◆ Recorded information ◆

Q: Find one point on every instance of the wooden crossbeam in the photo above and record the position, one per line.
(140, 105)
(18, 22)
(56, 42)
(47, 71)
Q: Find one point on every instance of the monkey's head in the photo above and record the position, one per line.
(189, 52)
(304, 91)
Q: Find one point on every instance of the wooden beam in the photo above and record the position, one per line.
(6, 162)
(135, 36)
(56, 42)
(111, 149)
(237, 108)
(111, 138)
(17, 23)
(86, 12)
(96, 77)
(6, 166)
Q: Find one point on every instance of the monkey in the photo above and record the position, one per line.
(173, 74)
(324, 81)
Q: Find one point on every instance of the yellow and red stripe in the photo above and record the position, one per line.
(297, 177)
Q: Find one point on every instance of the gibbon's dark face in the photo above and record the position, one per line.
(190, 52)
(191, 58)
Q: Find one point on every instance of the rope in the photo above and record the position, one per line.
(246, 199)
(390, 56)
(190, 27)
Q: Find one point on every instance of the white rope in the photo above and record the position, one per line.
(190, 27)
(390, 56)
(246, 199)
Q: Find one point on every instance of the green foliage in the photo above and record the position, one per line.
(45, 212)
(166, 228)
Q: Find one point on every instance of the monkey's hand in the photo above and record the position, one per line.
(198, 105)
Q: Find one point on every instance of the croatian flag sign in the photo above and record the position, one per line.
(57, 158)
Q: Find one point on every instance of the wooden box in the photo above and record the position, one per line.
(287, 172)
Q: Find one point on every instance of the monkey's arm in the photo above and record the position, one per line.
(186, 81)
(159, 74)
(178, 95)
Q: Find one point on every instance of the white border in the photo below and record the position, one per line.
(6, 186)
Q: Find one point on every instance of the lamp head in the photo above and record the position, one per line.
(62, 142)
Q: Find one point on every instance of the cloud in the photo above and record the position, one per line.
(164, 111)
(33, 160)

◆ Task goal ◆
Render the lines from the one containing "Q: Find one point on every instance of the green" through the final line as a JSON list of strings, one string per line, with blank lines left out.

◆ Result of the task ◆
[
  "Q: Find one point on every instance of the green foliage in the photo above and record the position, one per line.",
  "(45, 212)",
  "(166, 228)",
  "Q: Find one point on every instance of the monkey's hand in the photo above and record the position, one per line.",
  "(198, 105)",
  "Q: Find one point on every instance of the croatian flag sign in the photo above and record the position, one per line.",
  "(57, 158)",
  "Q: Find one point on every instance of the wooden box in the photo above and record the position, one per line.",
  "(287, 172)",
  "Q: Find one point on every instance of the monkey's arm in the photo above and record the position, one per line.",
  "(186, 81)",
  "(159, 74)",
  "(178, 95)",
  "Q: Find one point on every instance of the white border in the photo below and record the position, one per line.",
  "(6, 186)",
  "Q: Find one point on every instance of the lamp head in the photo above and record the position, one per line.",
  "(62, 142)",
  "Q: Find one point on every instance of the cloud in the photo above and record the position, one per line.",
  "(164, 111)",
  "(33, 160)"
]